EXTRACT.
***
Asma Lama Tamang, Oklahoma State University, will construct a novel, three-dimensional water quality model for Sooner Lake Reservoir, OK, which acts as a cooling pond for a power plant. The buoyancy effects of thermal loadings from a power plant will be simulated using a coupled system consisting of the incompressible Navier-Stokes Equations and the heat equation. The governing equations will be solved using the finite element method with the open-source SU2 code, which consists of a suite of modules written in C++ with extensions to the Python Programming Language. The work will also use parallel computing for simulation of reservoir dynamics and Python to integrate the hydrographic and climate forcing data and post process simulation results.
Elliott Vanderford, University of Oklahoma, will utilize molecular dynamics simulations to study Amyloid-β formation in the presence of certain lipid molecules under the guidance of Dr. Ulrich Hansmann. Amyloid-β oligomerization and aggregation is implicated in the pathophysiology of Alzheimers disease. An example of such oligomers is Large Fatty Acid-derived Aβ Oligomers (LFAOs) studied in a collaborator's lab (Dr. Rangachari at the University of Southern Mississippi). This project focuses on better understanding the structure and propagation of LFAOs through molecular modeling and HPC simulation.
Xiange Wang, University of Illinois at Urbana-Champaign is pursuing a B.S. in Computer Science and Mathematics. She will be using the Blue Waters supercomputer to discover the deep learning enabled structural knowledge under the mentorship of Xinlian Liu. The main task is to create and train deep learning models which predict structural accuracy using protein structural data in an effort to improve the current state of scoring functions. Xiange will explore the performance of 2D and 1D convolutional neural networks (CNNs) trained on data encoded with the method of applying CNNs to classify decoy structures into GDT-TS score groups. Using the method of encoding 3D data into lower-dimensional representations, Xiange will demonstrate that the method allows for decreased CNN training time cost, increased Original 3D model rendering resolutions, and inclusive number of data channels when compared to purely volumetric approaches.
***
Excerpts from a dataset
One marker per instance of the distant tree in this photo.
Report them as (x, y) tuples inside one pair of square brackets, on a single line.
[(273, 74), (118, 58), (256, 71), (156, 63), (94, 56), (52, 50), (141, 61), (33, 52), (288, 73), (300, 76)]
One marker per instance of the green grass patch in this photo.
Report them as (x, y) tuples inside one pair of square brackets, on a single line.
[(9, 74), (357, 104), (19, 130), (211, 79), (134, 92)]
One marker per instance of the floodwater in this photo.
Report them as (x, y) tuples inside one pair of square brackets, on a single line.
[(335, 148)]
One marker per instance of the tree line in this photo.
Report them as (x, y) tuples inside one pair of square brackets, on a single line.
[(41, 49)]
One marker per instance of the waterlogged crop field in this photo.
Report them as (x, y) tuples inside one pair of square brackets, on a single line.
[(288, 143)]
***
DIRECTIONS.
• A. In the project descriptions, who mentors Xiange Wang?
• B. Continue the project descriptions from the point where they end.

RESULTS IN ORDER.
• A. Xinlian Liu.

• B.
Hanjue Zhu, University of Chicago, will study cosmic reionization. Because of limited observational data, theoretical modeling and numerical simulations play a large part in reionization studies. Computational performance at petascale matches well the need for a realistic reionization simulation. With the help of supercomputers, substantial progress can be expected in the next couple of years. Hanjue will be analyzing the simulation results from the "Cosmic Reionization on Computers" project. The specific work includes accessing simulation snapshots, identifying all resolved dark matter halos, extracting their properties from the simulations, building up histories of individual halos by locating them at different simulation snapshots, and measuring the distributions of ionized and neutral gas in halos of various masses at different simulation epochs.